DEA reclassifies painkiller tramadol as a controlled substanceReprints
The U.S. Drug Enforcement Administration began labeling tramadol, an opioid pain medication, as a Schedule IV controlled substance on Monday, according to a final rule published in the Federal Register.
Tramadol, which is sold under the names Ultram and Ultracet, is used to manage moderate to moderately severe pain, according to the DEA.
Schedule IV drugs have less potential for abuse than the substances in Schedules III, II and I, and may be refilled up to five times within six months after the date prescribed, according to the DEA.
Tramadol was not previously considered a controlled substance, but now that it is, drug monitoring programs will begin collecting data on usage, according to comments posted online by DEA from medical groups that supported controlling the opioid.
The DEA published a final rule in the Federal Register in July that said it would begin labeling tramadol as a controlled substance this month.
In support of the rule, one prescription drug abuse task force called tramadol a “ 'loop hole drug which is addictive, abused, and diverted,' but which is not yet realized as such by many patients and prescribers,” according to the DEA.
As of 2012, 3.2 million people in the United States age 12 or older had used tramadol during their lifetime for nonmedical purposes, according to the National Survey on Drug Use and Health, which is conducted by the U.S. Public Health Service. Workers compensation experts say the opioid is commonly prescribed to comp claimants.
Other Schedule IV controlled substances include benzodiazepenes, such as Xanax and Valium.
The federal Controlled Substances Act includes a total of five schedules or drug classifications which regulate the use and distribution of controlled substances. Prior to Tramadol being named a Schedule IV controlled substance, 10 states controlled it as such under state law, “with requirements that meet or exceed the DEA's requirements for schedule IV controlled substances” and therefore those “states are not economically impacted by this rule,” according to the DEA.

Extracted data »

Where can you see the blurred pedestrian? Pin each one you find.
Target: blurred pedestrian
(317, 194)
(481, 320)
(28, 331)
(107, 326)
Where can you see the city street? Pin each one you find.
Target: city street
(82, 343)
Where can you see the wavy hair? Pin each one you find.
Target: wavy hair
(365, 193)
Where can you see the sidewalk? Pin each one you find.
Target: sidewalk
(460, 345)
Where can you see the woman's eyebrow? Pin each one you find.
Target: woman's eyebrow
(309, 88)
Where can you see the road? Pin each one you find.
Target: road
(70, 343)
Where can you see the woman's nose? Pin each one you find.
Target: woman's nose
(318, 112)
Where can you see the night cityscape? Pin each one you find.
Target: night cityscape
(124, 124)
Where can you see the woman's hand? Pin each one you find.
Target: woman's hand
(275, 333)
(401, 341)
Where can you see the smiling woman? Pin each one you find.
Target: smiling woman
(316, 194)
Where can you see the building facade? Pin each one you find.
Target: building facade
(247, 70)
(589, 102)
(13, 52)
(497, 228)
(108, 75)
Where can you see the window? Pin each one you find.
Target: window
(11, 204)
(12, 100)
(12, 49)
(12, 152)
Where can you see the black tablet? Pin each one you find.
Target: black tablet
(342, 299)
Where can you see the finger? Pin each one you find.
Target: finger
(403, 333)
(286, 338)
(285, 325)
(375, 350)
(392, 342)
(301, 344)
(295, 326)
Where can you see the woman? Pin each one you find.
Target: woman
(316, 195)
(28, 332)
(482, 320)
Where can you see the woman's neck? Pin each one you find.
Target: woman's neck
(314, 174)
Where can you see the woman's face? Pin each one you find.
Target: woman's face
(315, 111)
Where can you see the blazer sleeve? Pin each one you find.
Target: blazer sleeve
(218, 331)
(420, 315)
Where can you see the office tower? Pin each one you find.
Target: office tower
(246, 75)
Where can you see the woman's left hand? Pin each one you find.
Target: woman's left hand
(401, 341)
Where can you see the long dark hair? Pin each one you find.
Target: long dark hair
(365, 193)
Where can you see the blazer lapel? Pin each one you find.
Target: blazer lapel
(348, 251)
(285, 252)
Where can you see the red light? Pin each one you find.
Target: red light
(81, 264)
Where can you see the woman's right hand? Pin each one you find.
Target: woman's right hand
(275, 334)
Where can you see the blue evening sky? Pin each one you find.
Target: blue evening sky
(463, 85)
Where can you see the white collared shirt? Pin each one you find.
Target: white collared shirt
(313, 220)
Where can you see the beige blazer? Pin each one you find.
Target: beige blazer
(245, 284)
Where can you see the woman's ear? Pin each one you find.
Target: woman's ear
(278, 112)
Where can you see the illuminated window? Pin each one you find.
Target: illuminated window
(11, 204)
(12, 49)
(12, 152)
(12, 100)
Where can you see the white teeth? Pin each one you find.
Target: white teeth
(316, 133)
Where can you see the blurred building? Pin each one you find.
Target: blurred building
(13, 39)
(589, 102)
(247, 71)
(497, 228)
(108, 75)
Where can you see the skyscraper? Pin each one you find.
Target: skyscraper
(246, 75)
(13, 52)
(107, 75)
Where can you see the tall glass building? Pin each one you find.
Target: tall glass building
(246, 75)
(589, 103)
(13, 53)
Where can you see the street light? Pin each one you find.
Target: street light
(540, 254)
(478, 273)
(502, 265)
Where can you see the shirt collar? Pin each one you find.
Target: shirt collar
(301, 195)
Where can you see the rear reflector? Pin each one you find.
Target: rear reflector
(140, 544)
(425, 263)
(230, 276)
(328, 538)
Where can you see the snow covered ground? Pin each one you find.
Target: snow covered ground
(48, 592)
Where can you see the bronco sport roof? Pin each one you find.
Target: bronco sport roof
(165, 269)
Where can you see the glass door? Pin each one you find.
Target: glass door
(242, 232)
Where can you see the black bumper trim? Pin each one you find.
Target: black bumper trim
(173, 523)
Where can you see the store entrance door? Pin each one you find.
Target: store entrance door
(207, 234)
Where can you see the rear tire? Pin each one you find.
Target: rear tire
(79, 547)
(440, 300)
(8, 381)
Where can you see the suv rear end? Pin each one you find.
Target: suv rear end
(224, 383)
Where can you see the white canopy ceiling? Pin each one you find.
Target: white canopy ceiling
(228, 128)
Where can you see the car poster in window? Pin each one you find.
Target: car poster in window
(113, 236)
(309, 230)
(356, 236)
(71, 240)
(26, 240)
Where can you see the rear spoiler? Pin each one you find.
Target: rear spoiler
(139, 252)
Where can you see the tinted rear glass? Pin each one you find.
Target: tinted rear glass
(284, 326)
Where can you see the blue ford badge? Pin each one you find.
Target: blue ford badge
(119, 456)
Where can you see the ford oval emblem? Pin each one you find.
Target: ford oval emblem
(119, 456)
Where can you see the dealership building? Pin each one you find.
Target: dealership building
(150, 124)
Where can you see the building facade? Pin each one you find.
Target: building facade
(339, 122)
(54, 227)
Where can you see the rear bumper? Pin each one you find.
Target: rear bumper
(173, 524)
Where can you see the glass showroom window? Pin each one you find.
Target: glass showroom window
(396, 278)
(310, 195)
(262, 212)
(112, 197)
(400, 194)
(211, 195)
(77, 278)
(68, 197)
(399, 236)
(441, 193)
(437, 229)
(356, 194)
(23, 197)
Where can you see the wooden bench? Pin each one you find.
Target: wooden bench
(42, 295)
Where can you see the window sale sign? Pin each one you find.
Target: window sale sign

Task brief » Reproduce the full article on the DEA's reclassification of tramadol, word for word.

Result of the exercise »
DEA reclassifies painkiller tramadol as a controlled substanceReprints
The U.S. Drug Enforcement Administration began labeling tramadol, an opioid pain medication, as a Schedule IV controlled substance on Monday, according to a final rule published in the Federal Register.
Tramadol, which is sold under the names Ultram and Ultracet, is used to manage moderate to moderately severe pain, according to the DEA.
Schedule IV drugs have less potential for abuse than the substances in Schedules III, II and I, and may be refilled up to five times within six months after the date prescribed, according to the DEA.
Tramadol was not previously considered a controlled substance, but now that it is, drug monitoring programs will begin collecting data on usage, according to comments posted online by DEA from medical groups that supported controlling the opioid.
The DEA published a final rule in the Federal Register in July that said it would begin labeling tramadol as a controlled substance this month.
In support of the rule, one prescription drug abuse task force called tramadol a “ 'loop hole drug which is addictive, abused, and diverted,' but which is not yet realized as such by many patients and prescribers,” according to the DEA.
As of 2012, 3.2 million people in the United States age 12 or older had used tramadol during their lifetime for nonmedical purposes, according to the National Survey on Drug Use and Health, which is conducted by the U.S. Public Health Service. Workers compensation experts say the opioid is commonly prescribed to comp claimants.
Other Schedule IV controlled substances include benzodiazepenes, such as Xanax and Valium.
The federal Controlled Substances Act includes a total of five schedules or drug classifications which regulate the use and distribution of controlled substances. Prior to Tramadol being named a Schedule IV controlled substance, 10 states controlled it as such under state law, “with requirements that meet or exceed the DEA's requirements for schedule IV controlled substances” and therefore those “states are not economically impacted by this rule,” according to the DEA.